# Your task
Only lines that contain the string "positive" should be returned from the material below.

──────────

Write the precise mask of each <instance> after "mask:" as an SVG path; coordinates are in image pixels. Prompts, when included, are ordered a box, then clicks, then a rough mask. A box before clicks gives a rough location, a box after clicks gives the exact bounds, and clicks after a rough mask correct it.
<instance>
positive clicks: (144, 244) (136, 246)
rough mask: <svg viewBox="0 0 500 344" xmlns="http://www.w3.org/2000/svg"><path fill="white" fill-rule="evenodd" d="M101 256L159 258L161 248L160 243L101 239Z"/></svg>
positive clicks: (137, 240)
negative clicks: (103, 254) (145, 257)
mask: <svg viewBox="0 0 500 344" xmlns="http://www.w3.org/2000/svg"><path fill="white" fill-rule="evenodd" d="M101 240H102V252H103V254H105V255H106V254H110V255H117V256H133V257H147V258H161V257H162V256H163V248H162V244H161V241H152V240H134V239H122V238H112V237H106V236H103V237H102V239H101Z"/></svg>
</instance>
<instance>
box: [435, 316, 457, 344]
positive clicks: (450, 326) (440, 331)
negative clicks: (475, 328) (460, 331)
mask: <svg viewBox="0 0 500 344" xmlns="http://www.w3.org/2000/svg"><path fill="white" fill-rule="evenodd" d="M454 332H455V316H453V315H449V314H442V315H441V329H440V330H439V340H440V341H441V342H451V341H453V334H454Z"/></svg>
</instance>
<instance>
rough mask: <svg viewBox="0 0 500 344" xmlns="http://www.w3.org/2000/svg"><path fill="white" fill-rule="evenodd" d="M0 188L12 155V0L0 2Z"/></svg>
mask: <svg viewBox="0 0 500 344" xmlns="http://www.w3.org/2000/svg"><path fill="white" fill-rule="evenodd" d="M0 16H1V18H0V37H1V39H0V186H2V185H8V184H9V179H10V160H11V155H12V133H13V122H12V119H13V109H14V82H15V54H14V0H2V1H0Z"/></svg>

──────────

# Task result
positive clicks: (144, 244) (136, 246)
positive clicks: (137, 240)
positive clicks: (450, 326) (440, 331)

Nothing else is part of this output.